- _PROBLEM REQUIREMENTS_: Give the data a second time, exactly and in full.
━━━━━ EXERCISE MATERIAL ━━━━━
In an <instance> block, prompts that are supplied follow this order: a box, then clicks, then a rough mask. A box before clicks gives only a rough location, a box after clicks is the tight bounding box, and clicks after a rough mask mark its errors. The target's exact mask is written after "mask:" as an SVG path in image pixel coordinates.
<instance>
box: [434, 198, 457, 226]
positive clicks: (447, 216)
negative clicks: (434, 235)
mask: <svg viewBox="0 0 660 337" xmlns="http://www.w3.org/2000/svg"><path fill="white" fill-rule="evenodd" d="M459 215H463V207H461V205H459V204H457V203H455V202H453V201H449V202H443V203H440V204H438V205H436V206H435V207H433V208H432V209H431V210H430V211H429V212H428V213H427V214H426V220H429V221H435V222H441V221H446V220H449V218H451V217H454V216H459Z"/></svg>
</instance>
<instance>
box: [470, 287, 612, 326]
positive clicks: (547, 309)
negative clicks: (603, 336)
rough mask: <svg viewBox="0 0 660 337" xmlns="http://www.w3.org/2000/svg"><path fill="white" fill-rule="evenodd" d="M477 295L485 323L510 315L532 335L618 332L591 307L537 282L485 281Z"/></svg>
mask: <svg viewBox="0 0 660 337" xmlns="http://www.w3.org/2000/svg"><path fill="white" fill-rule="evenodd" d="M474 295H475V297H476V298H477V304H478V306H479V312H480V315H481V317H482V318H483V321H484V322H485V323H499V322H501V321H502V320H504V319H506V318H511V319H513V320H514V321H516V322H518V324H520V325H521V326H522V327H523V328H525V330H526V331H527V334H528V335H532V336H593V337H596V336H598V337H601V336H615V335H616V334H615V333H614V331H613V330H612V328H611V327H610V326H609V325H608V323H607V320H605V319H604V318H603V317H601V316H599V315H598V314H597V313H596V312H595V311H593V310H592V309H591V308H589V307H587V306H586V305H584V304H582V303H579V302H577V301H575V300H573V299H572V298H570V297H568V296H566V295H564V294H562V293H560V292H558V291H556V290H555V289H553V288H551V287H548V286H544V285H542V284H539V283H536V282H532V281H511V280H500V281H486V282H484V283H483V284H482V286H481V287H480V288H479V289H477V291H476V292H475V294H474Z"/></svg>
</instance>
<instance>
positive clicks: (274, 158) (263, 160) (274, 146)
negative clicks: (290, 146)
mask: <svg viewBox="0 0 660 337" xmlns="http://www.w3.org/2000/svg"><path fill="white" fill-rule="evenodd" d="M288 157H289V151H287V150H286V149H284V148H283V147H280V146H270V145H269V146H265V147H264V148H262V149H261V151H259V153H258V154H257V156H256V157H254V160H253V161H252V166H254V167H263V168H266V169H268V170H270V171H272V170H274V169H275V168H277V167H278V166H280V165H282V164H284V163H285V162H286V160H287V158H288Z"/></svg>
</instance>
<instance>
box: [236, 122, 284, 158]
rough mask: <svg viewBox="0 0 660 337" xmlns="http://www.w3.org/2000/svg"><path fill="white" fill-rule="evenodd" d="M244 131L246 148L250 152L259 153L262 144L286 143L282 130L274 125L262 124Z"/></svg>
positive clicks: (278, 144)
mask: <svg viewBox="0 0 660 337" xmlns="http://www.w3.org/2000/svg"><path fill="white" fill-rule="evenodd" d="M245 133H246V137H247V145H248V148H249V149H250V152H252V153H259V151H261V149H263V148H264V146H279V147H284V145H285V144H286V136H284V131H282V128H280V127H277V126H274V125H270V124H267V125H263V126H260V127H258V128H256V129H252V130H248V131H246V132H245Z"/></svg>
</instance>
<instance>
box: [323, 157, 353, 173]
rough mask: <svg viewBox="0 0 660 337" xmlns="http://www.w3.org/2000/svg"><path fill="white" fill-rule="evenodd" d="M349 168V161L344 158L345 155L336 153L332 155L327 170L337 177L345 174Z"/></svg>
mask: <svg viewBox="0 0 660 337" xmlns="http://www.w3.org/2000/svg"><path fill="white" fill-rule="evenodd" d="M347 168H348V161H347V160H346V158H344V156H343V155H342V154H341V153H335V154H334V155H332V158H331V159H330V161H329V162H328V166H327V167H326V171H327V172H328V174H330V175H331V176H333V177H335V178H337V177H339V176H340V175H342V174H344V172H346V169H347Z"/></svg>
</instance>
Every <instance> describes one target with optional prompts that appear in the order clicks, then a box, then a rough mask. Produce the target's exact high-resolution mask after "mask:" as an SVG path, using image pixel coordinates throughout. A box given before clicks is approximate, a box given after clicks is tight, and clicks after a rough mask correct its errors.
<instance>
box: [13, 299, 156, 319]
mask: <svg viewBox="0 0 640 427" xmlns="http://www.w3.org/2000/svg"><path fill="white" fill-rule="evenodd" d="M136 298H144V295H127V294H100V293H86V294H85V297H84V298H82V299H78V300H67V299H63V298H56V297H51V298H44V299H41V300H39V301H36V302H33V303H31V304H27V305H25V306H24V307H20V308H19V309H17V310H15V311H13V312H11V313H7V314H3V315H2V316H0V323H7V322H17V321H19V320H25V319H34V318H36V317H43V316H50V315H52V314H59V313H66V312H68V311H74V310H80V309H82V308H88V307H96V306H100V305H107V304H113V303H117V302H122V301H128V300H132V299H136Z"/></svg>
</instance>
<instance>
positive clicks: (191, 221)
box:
━━━━━
- _ANSWER TO THE EXERCISE_:
In an <instance> block, prompts that are supplied follow this order: a box, then clicks, then a rough mask. A box before clicks gives only a rough location, a box after clicks is the tight bounding box, and clicks after a rough mask mark its errors. The target's exact mask is written after "mask:" as an SVG path in image pixel coordinates.
<instance>
box: [434, 198, 457, 226]
positive clicks: (447, 216)
negative clicks: (434, 235)
mask: <svg viewBox="0 0 660 337" xmlns="http://www.w3.org/2000/svg"><path fill="white" fill-rule="evenodd" d="M459 215H463V207H461V205H459V204H457V203H455V202H453V201H449V202H443V203H440V204H438V205H436V206H435V207H433V208H432V209H431V210H430V211H429V212H428V213H427V214H426V220H429V221H435V222H441V221H446V220H449V218H451V217H454V216H459Z"/></svg>
</instance>
<instance>
box: [470, 287, 612, 326]
positive clicks: (547, 309)
negative clicks: (603, 336)
rough mask: <svg viewBox="0 0 660 337" xmlns="http://www.w3.org/2000/svg"><path fill="white" fill-rule="evenodd" d="M477 295L485 323L510 315L532 335L618 332L591 307L537 282L485 281Z"/></svg>
mask: <svg viewBox="0 0 660 337" xmlns="http://www.w3.org/2000/svg"><path fill="white" fill-rule="evenodd" d="M474 295H475V297H476V298H477V304H478V306H479V312H480V315H481V317H482V318H483V321H484V322H485V323H499V322H501V321H502V320H504V319H506V318H511V319H513V320H514V321H516V322H518V324H520V325H521V326H522V327H523V328H525V330H526V331H527V334H528V335H532V336H593V337H596V336H598V337H601V336H615V335H616V334H615V333H614V331H613V330H612V328H611V327H610V326H609V325H608V323H607V320H605V319H604V318H603V317H601V316H599V315H598V314H597V313H596V312H595V311H593V310H592V309H591V308H589V307H587V306H586V305H584V304H582V303H579V302H577V301H575V300H573V299H572V298H570V297H568V296H566V295H564V294H562V293H560V292H558V291H556V290H555V289H553V288H551V287H548V286H544V285H542V284H539V283H536V282H532V281H511V280H500V281H486V282H484V283H483V284H482V286H481V287H480V288H479V289H477V291H476V292H475V294H474Z"/></svg>
</instance>
<instance>
positive clicks: (274, 158) (263, 160) (274, 146)
negative clicks: (290, 146)
mask: <svg viewBox="0 0 660 337" xmlns="http://www.w3.org/2000/svg"><path fill="white" fill-rule="evenodd" d="M288 157H289V151H287V150H286V149H284V148H283V147H280V146H270V145H269V146H265V147H264V148H262V149H261V151H259V153H258V154H257V156H256V157H254V160H253V161H252V166H254V167H263V168H266V169H268V170H270V171H272V170H274V169H275V168H277V167H278V166H280V165H282V164H284V163H285V162H286V160H287V158H288Z"/></svg>
</instance>
<instance>
box: [236, 122, 284, 158]
rough mask: <svg viewBox="0 0 660 337" xmlns="http://www.w3.org/2000/svg"><path fill="white" fill-rule="evenodd" d="M244 131L246 148L250 152L259 153L262 144L286 143L282 130L274 125L262 124Z"/></svg>
positive clicks: (278, 144)
mask: <svg viewBox="0 0 660 337" xmlns="http://www.w3.org/2000/svg"><path fill="white" fill-rule="evenodd" d="M245 133H246V137H247V145H248V148H249V149H250V152H252V153H259V151H261V149H263V148H264V146H279V147H284V145H285V144H286V136H284V131H282V128H280V127H277V126H274V125H270V124H267V125H263V126H260V127H258V128H256V129H252V130H248V131H246V132H245Z"/></svg>
</instance>
<instance>
box: [323, 157, 353, 173]
rough mask: <svg viewBox="0 0 660 337" xmlns="http://www.w3.org/2000/svg"><path fill="white" fill-rule="evenodd" d="M349 168V161L344 158L345 155L336 153L332 155L327 170L337 177L345 174Z"/></svg>
mask: <svg viewBox="0 0 660 337" xmlns="http://www.w3.org/2000/svg"><path fill="white" fill-rule="evenodd" d="M347 168H348V161H347V160H346V158H344V156H343V155H342V154H341V153H335V154H334V155H332V158H331V159H330V161H329V162H328V166H327V167H326V171H327V172H328V174H330V175H331V176H333V177H335V178H337V177H339V176H340V175H342V174H344V172H346V169H347Z"/></svg>
</instance>
Every <instance> describes one target with optional prompts that appear in the order clicks, then a box, then a rough mask. Produce the target's exact high-resolution mask after "mask:" as an SVG path, using image pixel coordinates throughout. A box given before clicks is approximate, a box given after clicks is tight, and clicks after a rough mask correct its errors.
<instance>
box: [13, 299, 156, 319]
mask: <svg viewBox="0 0 640 427" xmlns="http://www.w3.org/2000/svg"><path fill="white" fill-rule="evenodd" d="M136 298H144V295H127V294H100V293H86V294H85V297H84V298H82V299H78V300H67V299H63V298H56V297H51V298H44V299H41V300H39V301H36V302H33V303H31V304H27V305H25V306H24V307H20V308H19V309H17V310H15V311H13V312H11V313H7V314H3V315H2V316H0V323H7V322H17V321H19V320H25V319H34V318H36V317H43V316H50V315H52V314H59V313H66V312H68V311H74V310H80V309H82V308H88V307H96V306H100V305H107V304H113V303H117V302H122V301H128V300H132V299H136Z"/></svg>
</instance>
<instance>
positive clicks: (191, 221)
box:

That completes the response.